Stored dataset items
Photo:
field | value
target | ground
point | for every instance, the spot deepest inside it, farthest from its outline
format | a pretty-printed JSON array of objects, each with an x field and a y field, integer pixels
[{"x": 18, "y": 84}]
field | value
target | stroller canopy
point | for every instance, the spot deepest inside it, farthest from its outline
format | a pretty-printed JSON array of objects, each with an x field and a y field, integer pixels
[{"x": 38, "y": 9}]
...
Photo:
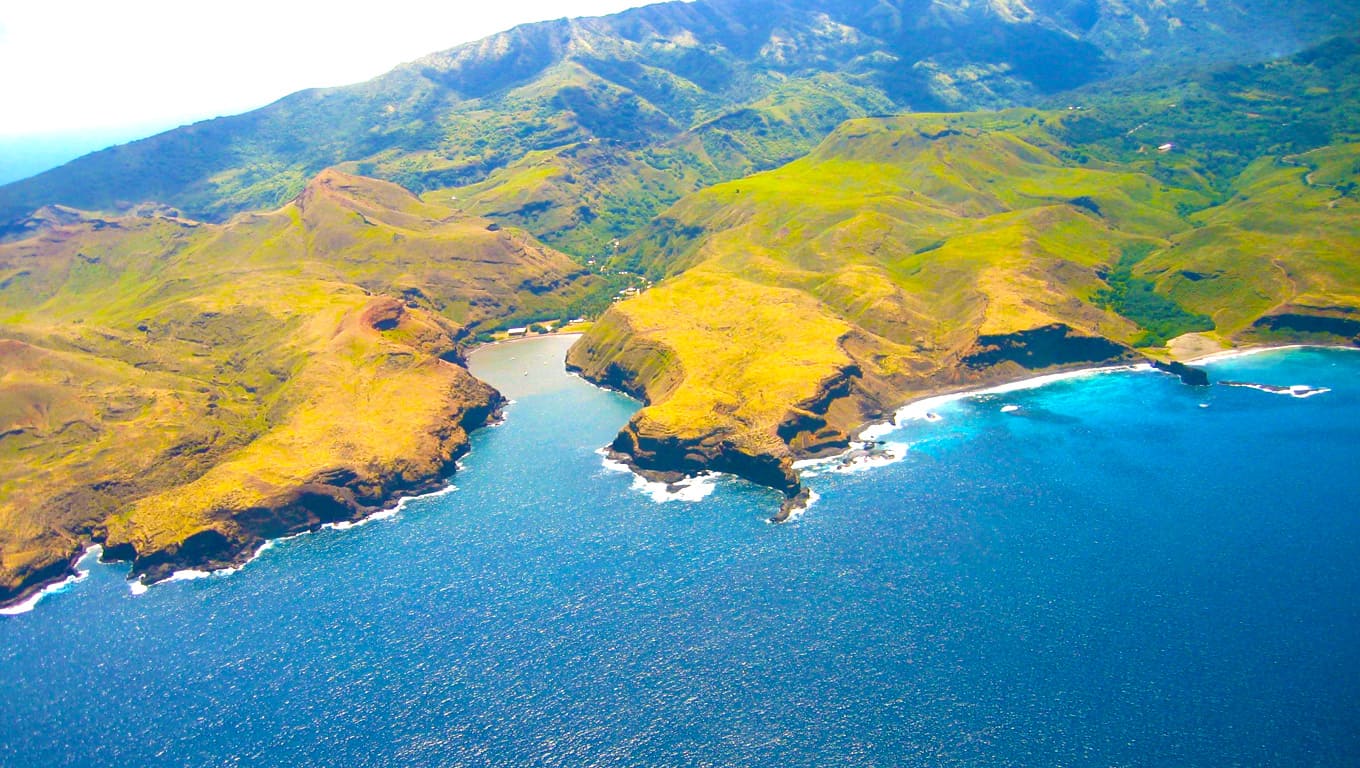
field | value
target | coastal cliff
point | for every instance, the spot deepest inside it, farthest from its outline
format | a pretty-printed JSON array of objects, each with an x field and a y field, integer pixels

### TASK GOAL
Determine how many lines of the data above contain the string "target", treating uppercase and lowercase letters as distinct. Reply with the number alone.

### SOLUTION TO THIS PROBLEM
3